## What is expected
Search each line of the data for the word "brick"; copy every line where it is found.

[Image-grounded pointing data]
* * *
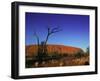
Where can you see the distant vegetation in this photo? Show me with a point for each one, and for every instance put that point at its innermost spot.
(44, 55)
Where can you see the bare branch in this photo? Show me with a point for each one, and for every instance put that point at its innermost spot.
(51, 31)
(36, 38)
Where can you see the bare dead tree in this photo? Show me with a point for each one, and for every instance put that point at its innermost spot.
(42, 48)
(37, 37)
(51, 31)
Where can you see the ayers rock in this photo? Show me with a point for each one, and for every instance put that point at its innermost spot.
(61, 49)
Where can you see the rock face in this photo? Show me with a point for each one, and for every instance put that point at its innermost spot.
(60, 49)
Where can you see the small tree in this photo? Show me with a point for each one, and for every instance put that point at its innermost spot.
(42, 48)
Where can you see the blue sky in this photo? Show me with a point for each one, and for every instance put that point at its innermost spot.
(75, 29)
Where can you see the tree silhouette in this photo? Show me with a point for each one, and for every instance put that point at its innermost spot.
(42, 53)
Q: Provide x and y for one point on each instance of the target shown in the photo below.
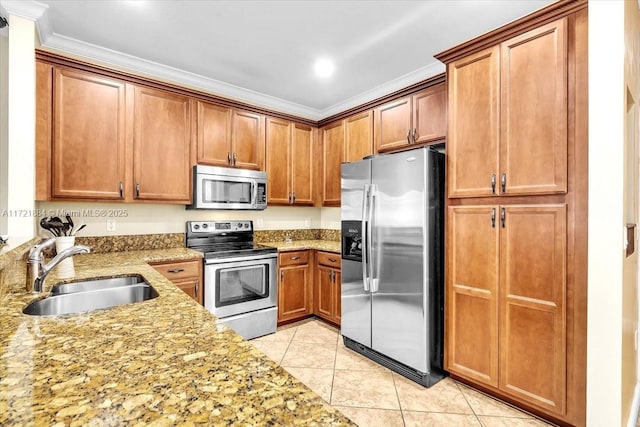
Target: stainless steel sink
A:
(99, 295)
(96, 284)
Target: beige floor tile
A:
(316, 332)
(511, 422)
(318, 380)
(485, 405)
(274, 349)
(367, 389)
(347, 359)
(310, 355)
(369, 417)
(426, 419)
(444, 396)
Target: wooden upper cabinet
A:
(88, 147)
(472, 139)
(417, 119)
(533, 156)
(430, 114)
(214, 134)
(161, 146)
(393, 125)
(278, 161)
(358, 142)
(230, 138)
(247, 140)
(332, 149)
(508, 117)
(302, 181)
(472, 292)
(533, 247)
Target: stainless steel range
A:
(240, 278)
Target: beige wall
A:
(138, 218)
(630, 284)
(605, 216)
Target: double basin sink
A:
(92, 294)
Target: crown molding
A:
(394, 85)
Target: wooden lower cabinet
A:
(327, 296)
(294, 285)
(506, 299)
(186, 275)
(309, 283)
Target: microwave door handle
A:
(254, 192)
(363, 234)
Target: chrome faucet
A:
(37, 270)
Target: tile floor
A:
(372, 395)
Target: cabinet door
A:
(337, 296)
(358, 136)
(534, 111)
(430, 114)
(332, 147)
(278, 161)
(302, 164)
(532, 304)
(191, 288)
(472, 139)
(214, 134)
(162, 146)
(248, 140)
(324, 297)
(471, 332)
(293, 292)
(88, 152)
(393, 125)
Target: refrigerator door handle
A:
(365, 248)
(372, 280)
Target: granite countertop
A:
(298, 245)
(164, 361)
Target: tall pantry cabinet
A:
(516, 224)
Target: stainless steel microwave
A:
(227, 188)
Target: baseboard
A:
(635, 407)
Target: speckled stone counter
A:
(160, 362)
(298, 245)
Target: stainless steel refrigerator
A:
(393, 262)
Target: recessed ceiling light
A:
(324, 67)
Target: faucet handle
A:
(35, 254)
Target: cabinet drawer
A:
(179, 270)
(329, 258)
(293, 258)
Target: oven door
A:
(240, 285)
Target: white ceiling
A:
(263, 51)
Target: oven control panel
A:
(213, 227)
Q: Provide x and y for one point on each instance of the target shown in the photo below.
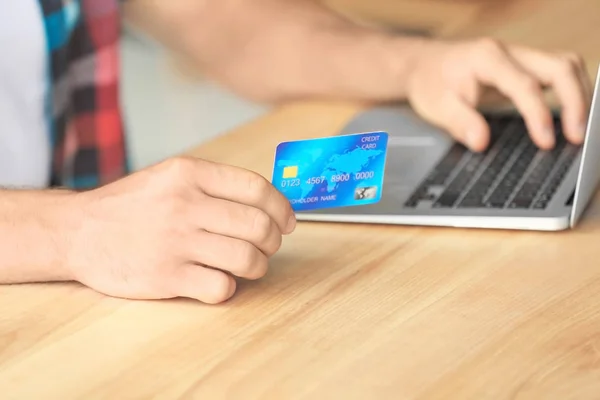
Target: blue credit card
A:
(337, 171)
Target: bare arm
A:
(34, 231)
(283, 49)
(272, 50)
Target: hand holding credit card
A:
(337, 171)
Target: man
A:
(185, 227)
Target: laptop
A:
(431, 180)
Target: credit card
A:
(337, 171)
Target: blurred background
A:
(170, 107)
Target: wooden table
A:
(346, 311)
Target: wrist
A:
(36, 228)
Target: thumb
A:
(464, 123)
(201, 283)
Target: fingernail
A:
(549, 136)
(581, 130)
(472, 139)
(291, 224)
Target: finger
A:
(246, 187)
(235, 220)
(228, 254)
(463, 123)
(496, 68)
(567, 76)
(204, 284)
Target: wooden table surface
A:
(346, 311)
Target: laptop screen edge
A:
(589, 166)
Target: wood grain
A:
(346, 311)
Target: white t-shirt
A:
(25, 153)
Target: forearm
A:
(281, 49)
(34, 231)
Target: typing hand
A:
(447, 81)
(181, 228)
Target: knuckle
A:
(257, 185)
(575, 59)
(530, 86)
(489, 46)
(261, 225)
(250, 261)
(568, 65)
(178, 166)
(220, 289)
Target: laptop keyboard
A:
(511, 173)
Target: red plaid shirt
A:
(83, 109)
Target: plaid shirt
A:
(83, 109)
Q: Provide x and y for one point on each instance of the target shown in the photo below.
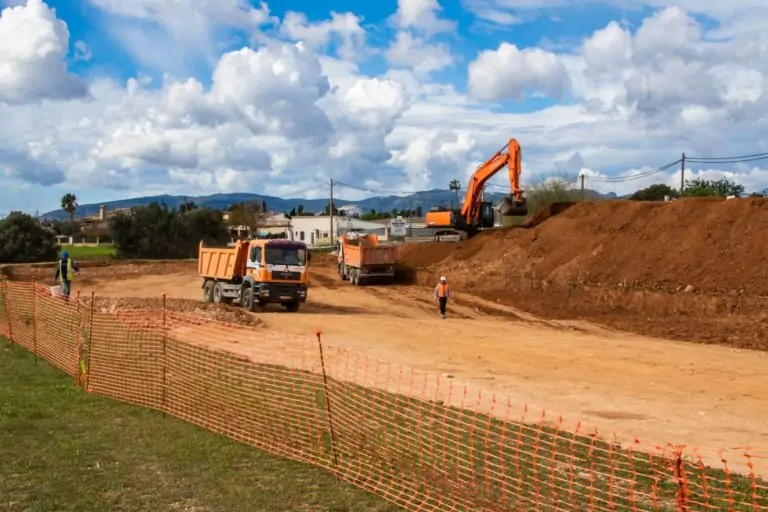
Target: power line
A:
(706, 161)
(720, 159)
(366, 189)
(645, 174)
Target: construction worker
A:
(442, 294)
(65, 270)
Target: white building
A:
(316, 230)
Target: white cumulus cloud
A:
(282, 110)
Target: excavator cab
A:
(511, 207)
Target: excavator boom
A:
(513, 205)
(476, 214)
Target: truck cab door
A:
(254, 262)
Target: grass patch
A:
(90, 252)
(420, 454)
(64, 449)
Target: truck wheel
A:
(247, 299)
(208, 291)
(218, 294)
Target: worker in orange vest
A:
(442, 294)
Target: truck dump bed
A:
(367, 251)
(222, 262)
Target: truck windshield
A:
(285, 256)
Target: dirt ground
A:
(658, 390)
(542, 315)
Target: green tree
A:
(187, 206)
(455, 186)
(723, 187)
(69, 205)
(24, 240)
(158, 232)
(655, 193)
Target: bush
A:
(546, 193)
(158, 232)
(24, 240)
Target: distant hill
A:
(425, 199)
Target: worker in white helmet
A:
(442, 294)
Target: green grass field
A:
(77, 252)
(63, 449)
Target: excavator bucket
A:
(511, 208)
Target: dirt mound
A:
(688, 264)
(221, 313)
(714, 245)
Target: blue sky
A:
(594, 88)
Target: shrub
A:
(24, 240)
(158, 232)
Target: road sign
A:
(398, 227)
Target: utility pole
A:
(330, 210)
(682, 175)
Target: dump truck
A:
(364, 259)
(255, 273)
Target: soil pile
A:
(694, 269)
(716, 246)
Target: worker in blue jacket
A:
(65, 270)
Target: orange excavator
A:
(476, 215)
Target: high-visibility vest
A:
(70, 270)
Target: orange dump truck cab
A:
(255, 273)
(363, 259)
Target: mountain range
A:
(424, 199)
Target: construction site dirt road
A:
(542, 315)
(659, 390)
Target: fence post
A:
(682, 484)
(165, 356)
(4, 292)
(90, 344)
(34, 317)
(334, 450)
(80, 377)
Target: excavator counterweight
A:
(509, 207)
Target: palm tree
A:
(69, 205)
(455, 186)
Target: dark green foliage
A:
(655, 193)
(158, 232)
(24, 240)
(698, 187)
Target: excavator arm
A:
(512, 205)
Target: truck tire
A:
(208, 292)
(218, 294)
(247, 299)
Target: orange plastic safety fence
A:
(416, 439)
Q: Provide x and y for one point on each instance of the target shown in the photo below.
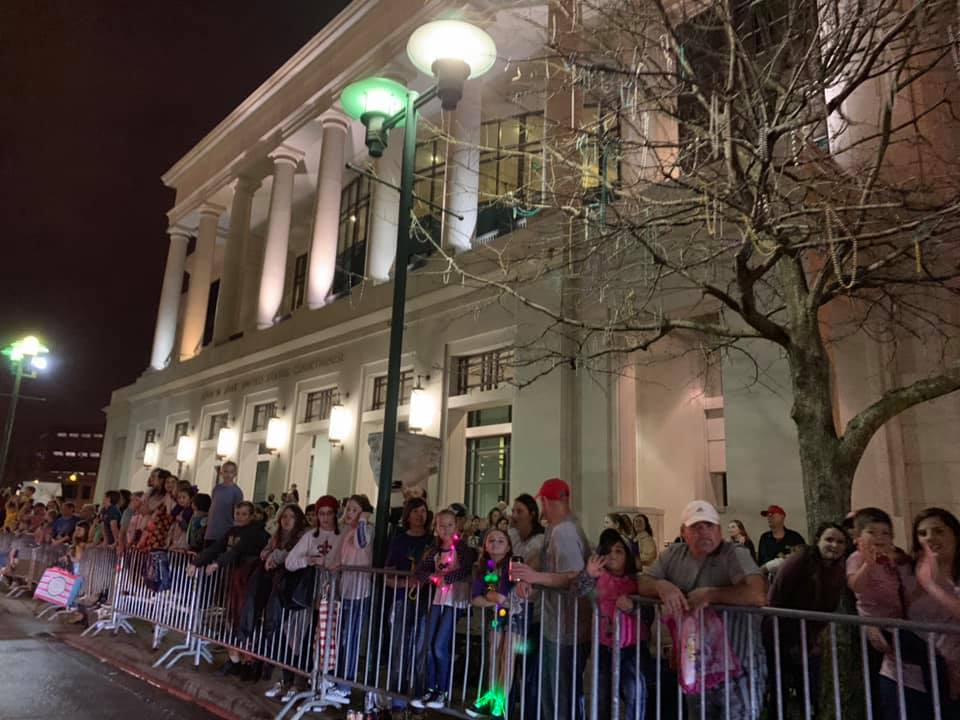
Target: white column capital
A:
(334, 119)
(208, 208)
(245, 185)
(285, 154)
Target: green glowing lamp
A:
(372, 101)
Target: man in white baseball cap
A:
(705, 570)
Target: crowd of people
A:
(533, 568)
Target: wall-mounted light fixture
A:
(151, 453)
(421, 407)
(186, 449)
(340, 422)
(226, 442)
(276, 434)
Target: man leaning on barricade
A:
(688, 578)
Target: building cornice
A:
(293, 74)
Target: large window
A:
(602, 123)
(179, 430)
(299, 280)
(261, 416)
(318, 404)
(488, 472)
(217, 423)
(352, 238)
(484, 371)
(510, 158)
(380, 389)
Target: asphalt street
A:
(43, 679)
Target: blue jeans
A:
(351, 624)
(918, 704)
(438, 645)
(633, 685)
(559, 693)
(406, 646)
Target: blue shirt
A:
(220, 519)
(64, 527)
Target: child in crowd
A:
(110, 516)
(44, 534)
(182, 515)
(874, 578)
(197, 527)
(492, 588)
(356, 549)
(612, 574)
(10, 521)
(137, 521)
(448, 564)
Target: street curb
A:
(167, 688)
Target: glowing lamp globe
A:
(372, 101)
(226, 442)
(276, 434)
(453, 51)
(151, 453)
(186, 448)
(340, 422)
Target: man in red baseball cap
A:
(778, 541)
(566, 641)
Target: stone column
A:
(326, 223)
(463, 171)
(232, 283)
(196, 313)
(169, 310)
(382, 244)
(274, 271)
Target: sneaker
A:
(438, 701)
(423, 701)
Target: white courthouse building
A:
(276, 303)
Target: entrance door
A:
(260, 481)
(488, 472)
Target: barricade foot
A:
(116, 623)
(159, 633)
(47, 610)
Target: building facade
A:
(70, 455)
(276, 306)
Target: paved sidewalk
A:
(227, 698)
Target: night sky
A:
(97, 100)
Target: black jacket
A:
(239, 544)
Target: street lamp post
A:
(28, 352)
(453, 52)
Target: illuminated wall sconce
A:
(276, 434)
(226, 442)
(186, 449)
(340, 422)
(151, 453)
(421, 407)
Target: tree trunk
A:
(827, 481)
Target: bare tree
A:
(784, 172)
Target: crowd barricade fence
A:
(390, 638)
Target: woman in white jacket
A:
(319, 548)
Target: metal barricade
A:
(394, 639)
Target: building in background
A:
(70, 455)
(273, 352)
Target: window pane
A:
(510, 133)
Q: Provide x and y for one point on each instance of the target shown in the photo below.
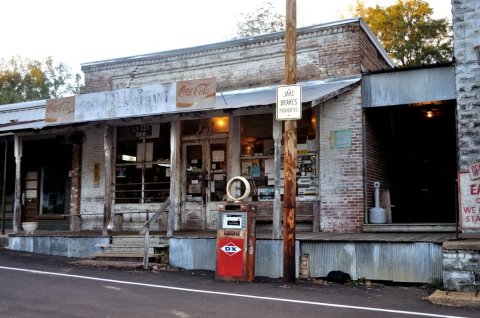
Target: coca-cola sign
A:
(196, 94)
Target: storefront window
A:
(257, 155)
(258, 162)
(142, 163)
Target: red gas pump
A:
(236, 243)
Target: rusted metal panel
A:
(330, 256)
(417, 262)
(268, 258)
(191, 253)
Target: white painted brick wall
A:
(466, 27)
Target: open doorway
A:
(411, 150)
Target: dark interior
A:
(418, 146)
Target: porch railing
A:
(145, 230)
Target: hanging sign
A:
(289, 102)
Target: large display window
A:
(142, 170)
(258, 156)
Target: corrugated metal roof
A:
(242, 41)
(313, 92)
(31, 115)
(409, 87)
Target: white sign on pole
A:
(289, 102)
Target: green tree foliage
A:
(408, 32)
(261, 21)
(26, 80)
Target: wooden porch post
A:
(234, 141)
(175, 180)
(107, 211)
(290, 140)
(17, 210)
(277, 202)
(75, 222)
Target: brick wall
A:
(466, 21)
(337, 50)
(341, 169)
(322, 52)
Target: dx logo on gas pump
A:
(230, 249)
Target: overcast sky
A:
(75, 32)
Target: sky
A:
(76, 32)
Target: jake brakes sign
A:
(289, 102)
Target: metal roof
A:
(242, 41)
(31, 115)
(313, 92)
(413, 86)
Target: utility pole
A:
(290, 155)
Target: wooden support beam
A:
(17, 210)
(175, 183)
(290, 156)
(107, 211)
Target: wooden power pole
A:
(290, 156)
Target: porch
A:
(399, 257)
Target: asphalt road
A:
(35, 285)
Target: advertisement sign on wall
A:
(469, 202)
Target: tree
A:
(261, 21)
(26, 79)
(408, 32)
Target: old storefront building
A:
(180, 124)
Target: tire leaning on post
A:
(247, 188)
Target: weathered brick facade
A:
(466, 20)
(328, 51)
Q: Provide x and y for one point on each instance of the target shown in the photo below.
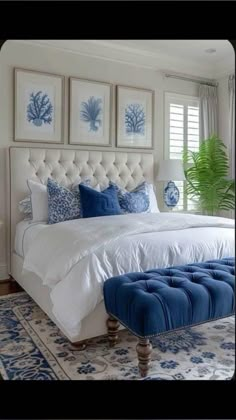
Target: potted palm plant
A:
(206, 173)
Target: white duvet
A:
(74, 258)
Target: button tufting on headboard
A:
(67, 165)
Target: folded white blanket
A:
(74, 258)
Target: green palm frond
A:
(207, 177)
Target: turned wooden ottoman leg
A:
(112, 329)
(144, 350)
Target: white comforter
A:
(74, 258)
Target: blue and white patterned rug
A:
(32, 347)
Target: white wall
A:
(68, 64)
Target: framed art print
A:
(39, 102)
(90, 112)
(134, 123)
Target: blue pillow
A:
(94, 203)
(63, 204)
(135, 201)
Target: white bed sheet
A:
(75, 258)
(26, 232)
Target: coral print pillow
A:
(63, 204)
(141, 199)
(135, 201)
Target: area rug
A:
(32, 348)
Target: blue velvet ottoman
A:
(165, 299)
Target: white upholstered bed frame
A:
(66, 166)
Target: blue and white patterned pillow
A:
(135, 201)
(63, 204)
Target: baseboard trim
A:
(4, 275)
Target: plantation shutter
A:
(182, 129)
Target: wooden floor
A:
(9, 286)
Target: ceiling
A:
(180, 56)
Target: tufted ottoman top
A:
(164, 299)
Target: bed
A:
(125, 243)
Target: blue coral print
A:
(91, 113)
(39, 109)
(134, 119)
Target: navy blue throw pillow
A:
(96, 203)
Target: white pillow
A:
(153, 207)
(39, 201)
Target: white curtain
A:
(232, 123)
(208, 111)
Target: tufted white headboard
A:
(67, 166)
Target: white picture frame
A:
(134, 118)
(39, 106)
(90, 112)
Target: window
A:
(181, 129)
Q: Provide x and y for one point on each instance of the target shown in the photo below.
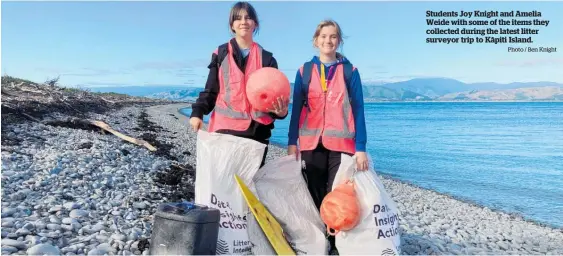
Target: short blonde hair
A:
(339, 34)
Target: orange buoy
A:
(264, 86)
(340, 209)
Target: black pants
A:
(319, 171)
(264, 157)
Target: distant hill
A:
(547, 93)
(425, 89)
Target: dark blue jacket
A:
(357, 104)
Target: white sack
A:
(219, 157)
(281, 188)
(378, 230)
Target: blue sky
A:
(170, 43)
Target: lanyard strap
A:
(323, 79)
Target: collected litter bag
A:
(219, 157)
(280, 186)
(340, 209)
(377, 231)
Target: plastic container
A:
(184, 229)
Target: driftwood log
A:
(106, 127)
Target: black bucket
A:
(184, 229)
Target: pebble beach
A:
(78, 191)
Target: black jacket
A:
(207, 98)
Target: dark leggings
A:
(264, 157)
(319, 170)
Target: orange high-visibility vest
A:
(329, 114)
(232, 109)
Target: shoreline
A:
(514, 215)
(71, 190)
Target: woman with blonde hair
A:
(327, 116)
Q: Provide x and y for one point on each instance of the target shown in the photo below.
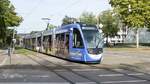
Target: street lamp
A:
(48, 19)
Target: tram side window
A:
(77, 39)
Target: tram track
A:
(129, 75)
(76, 73)
(58, 65)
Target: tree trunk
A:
(137, 38)
(107, 44)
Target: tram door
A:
(77, 45)
(66, 50)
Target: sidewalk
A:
(3, 56)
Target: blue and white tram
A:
(76, 42)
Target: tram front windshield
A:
(92, 37)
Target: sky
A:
(33, 11)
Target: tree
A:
(8, 18)
(51, 26)
(68, 20)
(133, 13)
(110, 24)
(88, 18)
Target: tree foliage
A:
(8, 18)
(88, 18)
(110, 23)
(134, 13)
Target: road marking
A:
(136, 74)
(128, 81)
(40, 76)
(85, 69)
(59, 70)
(3, 62)
(109, 75)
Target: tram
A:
(75, 42)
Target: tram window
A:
(77, 39)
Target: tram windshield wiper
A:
(100, 41)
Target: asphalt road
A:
(44, 69)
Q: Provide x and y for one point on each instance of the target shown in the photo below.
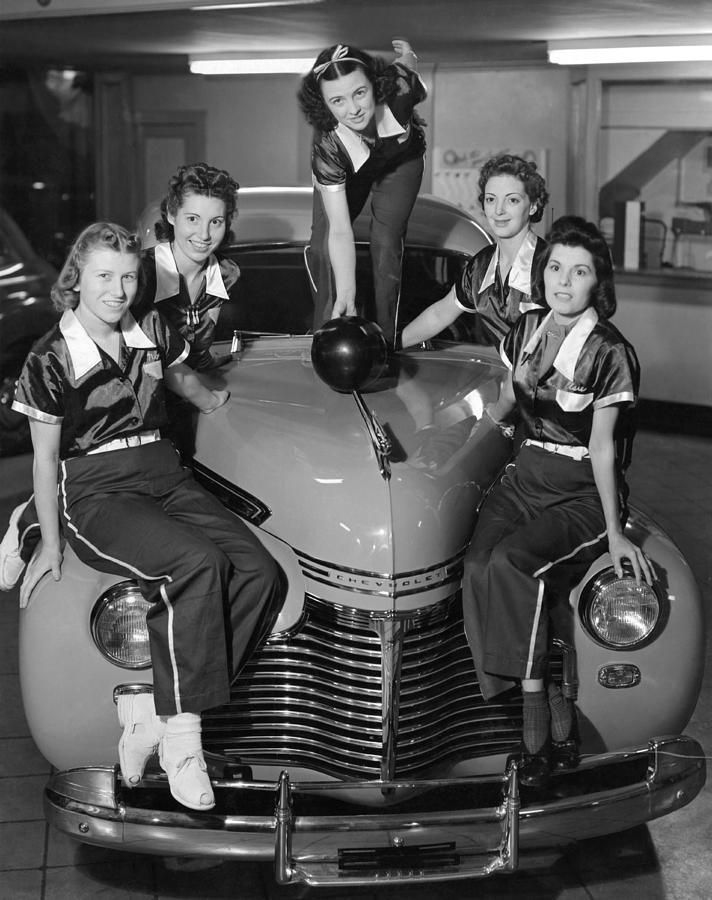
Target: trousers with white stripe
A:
(537, 533)
(215, 591)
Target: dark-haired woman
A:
(93, 389)
(573, 379)
(495, 286)
(184, 278)
(368, 143)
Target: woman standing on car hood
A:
(496, 284)
(368, 142)
(184, 278)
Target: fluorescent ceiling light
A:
(673, 48)
(253, 4)
(228, 65)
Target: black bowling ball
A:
(349, 353)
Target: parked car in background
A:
(356, 747)
(26, 313)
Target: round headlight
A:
(118, 626)
(619, 613)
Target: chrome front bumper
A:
(316, 837)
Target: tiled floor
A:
(670, 858)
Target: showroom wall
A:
(253, 126)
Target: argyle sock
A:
(536, 717)
(561, 714)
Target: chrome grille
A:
(313, 698)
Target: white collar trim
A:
(84, 353)
(520, 275)
(168, 279)
(570, 349)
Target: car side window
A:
(271, 295)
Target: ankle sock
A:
(536, 719)
(561, 714)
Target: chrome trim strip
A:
(381, 584)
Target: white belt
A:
(131, 440)
(578, 453)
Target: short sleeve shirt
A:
(498, 305)
(595, 367)
(342, 155)
(165, 287)
(68, 380)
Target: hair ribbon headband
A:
(340, 54)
* * *
## Reply
Target: white painted brick wall
Target: brick wall
Target: weathered brick facade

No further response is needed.